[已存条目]
■ ■ ■ ■ ■

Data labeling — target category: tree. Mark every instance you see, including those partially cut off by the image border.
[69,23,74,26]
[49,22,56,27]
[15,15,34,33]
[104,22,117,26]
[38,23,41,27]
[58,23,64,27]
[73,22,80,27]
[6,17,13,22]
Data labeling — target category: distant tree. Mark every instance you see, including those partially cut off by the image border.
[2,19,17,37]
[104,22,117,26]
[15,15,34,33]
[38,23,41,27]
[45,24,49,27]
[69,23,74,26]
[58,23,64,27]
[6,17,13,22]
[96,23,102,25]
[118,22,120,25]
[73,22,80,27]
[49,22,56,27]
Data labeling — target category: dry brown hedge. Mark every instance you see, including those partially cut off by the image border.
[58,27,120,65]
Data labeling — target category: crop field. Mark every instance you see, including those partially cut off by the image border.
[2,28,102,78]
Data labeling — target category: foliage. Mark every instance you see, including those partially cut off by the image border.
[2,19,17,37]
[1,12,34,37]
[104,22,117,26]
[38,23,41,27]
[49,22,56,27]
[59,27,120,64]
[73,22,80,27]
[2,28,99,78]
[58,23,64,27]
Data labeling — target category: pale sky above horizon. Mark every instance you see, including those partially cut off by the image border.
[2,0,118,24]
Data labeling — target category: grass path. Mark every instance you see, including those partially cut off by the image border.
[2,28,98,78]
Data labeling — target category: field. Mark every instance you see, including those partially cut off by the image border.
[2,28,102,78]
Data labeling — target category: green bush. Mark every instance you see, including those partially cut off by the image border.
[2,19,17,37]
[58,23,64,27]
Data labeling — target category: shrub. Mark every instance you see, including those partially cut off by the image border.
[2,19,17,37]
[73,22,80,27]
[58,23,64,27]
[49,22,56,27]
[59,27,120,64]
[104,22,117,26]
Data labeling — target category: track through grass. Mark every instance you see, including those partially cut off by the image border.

■ ■ ■ ■ ■

请逐字引用上面从含有“Data labeling — target category: crop”的那一行起，一直到记录末尾的所有行，首尾两行都包括在内。

Data labeling — target category: crop field. Mark every instance you see, including those partially cut off by the image border.
[2,28,102,78]
Data labeling — target category: foliage. Mark every instance you see, including those partially cut off by the image border.
[2,19,17,37]
[1,12,34,37]
[104,22,117,26]
[38,23,41,27]
[49,22,56,27]
[59,27,120,64]
[73,22,80,27]
[2,28,99,78]
[58,23,64,27]
Data labeling — target category: pale sky above horizon. Mark every instance you see, including those partially cut off by the image border.
[2,0,118,24]
Data labeling — target category: grass path. Mark every instance you see, including those partially cut off by the image border.
[2,28,98,78]
Data labeling — target category: field. Mark every instance you see, including those partially cut off by the image border.
[2,28,102,78]
Data labeling — target category: green bush. Mark every instance you see, including those partially cut off by the image border.
[2,19,17,37]
[58,23,64,27]
Data labeling — target category: shrub. Mark every instance you see, including those partially cut off by the image border.
[2,19,17,37]
[73,22,80,27]
[58,23,64,27]
[49,22,56,27]
[59,27,120,64]
[104,22,117,26]
Data labeling — target category: track through grass. Mark every instance you see, including those partially cut off by the image border.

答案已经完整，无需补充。